[Point labeling dataset excerpts]
++++

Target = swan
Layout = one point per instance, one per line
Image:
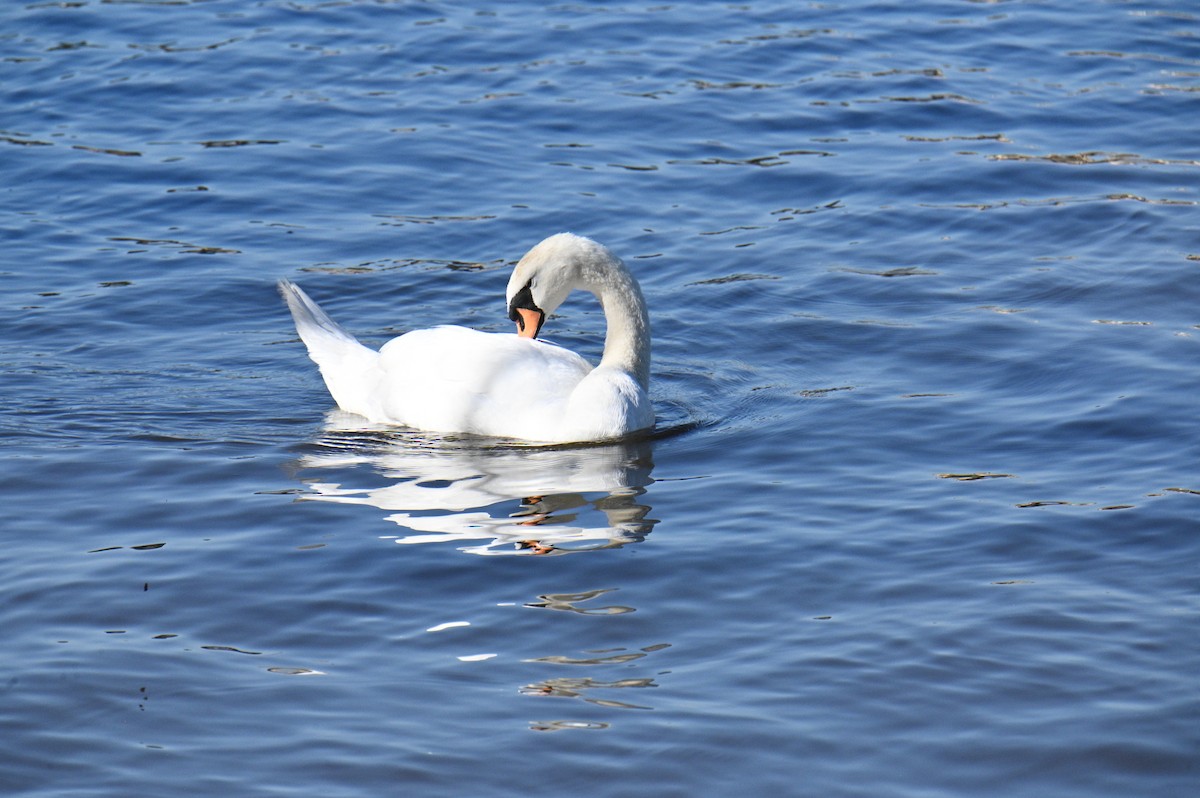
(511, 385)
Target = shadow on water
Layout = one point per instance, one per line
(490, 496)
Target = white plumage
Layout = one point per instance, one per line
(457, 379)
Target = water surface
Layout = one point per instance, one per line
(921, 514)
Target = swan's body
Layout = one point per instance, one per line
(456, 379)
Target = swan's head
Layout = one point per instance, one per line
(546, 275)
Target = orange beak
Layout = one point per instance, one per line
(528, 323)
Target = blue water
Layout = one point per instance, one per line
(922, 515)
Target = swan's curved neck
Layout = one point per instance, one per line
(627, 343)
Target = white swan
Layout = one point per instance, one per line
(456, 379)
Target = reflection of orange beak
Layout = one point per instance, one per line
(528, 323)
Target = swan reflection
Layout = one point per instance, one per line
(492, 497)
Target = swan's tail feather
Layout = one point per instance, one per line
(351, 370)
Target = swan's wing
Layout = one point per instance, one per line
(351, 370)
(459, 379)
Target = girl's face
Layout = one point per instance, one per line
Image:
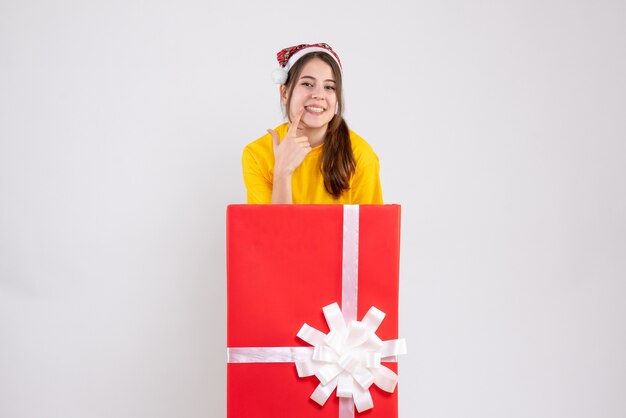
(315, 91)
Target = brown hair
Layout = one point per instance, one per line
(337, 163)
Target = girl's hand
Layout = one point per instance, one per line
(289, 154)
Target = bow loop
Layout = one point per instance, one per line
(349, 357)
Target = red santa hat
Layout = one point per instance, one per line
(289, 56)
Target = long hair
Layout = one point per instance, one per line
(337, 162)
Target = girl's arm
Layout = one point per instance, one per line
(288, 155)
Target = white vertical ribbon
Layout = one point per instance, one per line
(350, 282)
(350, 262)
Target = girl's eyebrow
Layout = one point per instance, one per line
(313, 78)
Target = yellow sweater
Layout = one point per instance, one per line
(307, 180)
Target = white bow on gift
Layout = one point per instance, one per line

++++

Print out the lines exactly, skipping any picture.

**ANSWER TO THIS EXERCISE:**
Target = swan
Layout = one point per instance, one per line
Image:
(511, 385)
Target = shadow on water
Layout = one point per instance, one per line
(490, 496)
Target = white plumage
Layout = one point per instance, one per line
(457, 379)
Target = water surface
Layout = one point per instance, one per line
(921, 514)
Target = swan's body
Layout = one point per instance, one per line
(456, 379)
Target = swan's head
Layout = one point per instance, one per line
(546, 275)
Target = orange beak
Layout = one point per instance, one per line
(528, 323)
Target = blue water
Layout = one point per instance, one per line
(922, 515)
Target = swan's curved neck
Layout = one point per instance, one per line
(627, 343)
Target = white swan
Layout = one point per instance, one per line
(456, 379)
Target = reflection of orange beak
Layout = one point per instance, one per line
(528, 323)
Target = swan reflection
Layout = one point per instance, one per line
(492, 497)
Target = swan's tail feather
Layout = one point per instance, one per line
(351, 370)
Target = swan's wing
Layout = one point per instance, one per line
(351, 370)
(459, 379)
Target = girl's face
Layout = one point per instance, one per line
Image:
(315, 91)
Target = brown hair
Layout = one point per instance, one per line
(337, 163)
Target = girl's hand
Layout = one point per instance, one per line
(289, 154)
Target = bow loop
Layout = one point per instance, one per line
(349, 357)
Target = red santa hat
Layout = one point per instance, one per line
(289, 56)
Target = long hair
Layout = one point per instance, one per line
(337, 162)
Target = girl's arm
Layout = one point per instance, one per line
(288, 155)
Target = white vertical ribbon
Layout = one point per instance, one per line
(350, 282)
(350, 262)
Target = girl's eyebrow
Layout = one point per instance, one per line
(313, 78)
Target = yellow sweater
Layout = one point per instance, one per line
(307, 180)
Target = white bow on gift
Layout = one point per instance, one per line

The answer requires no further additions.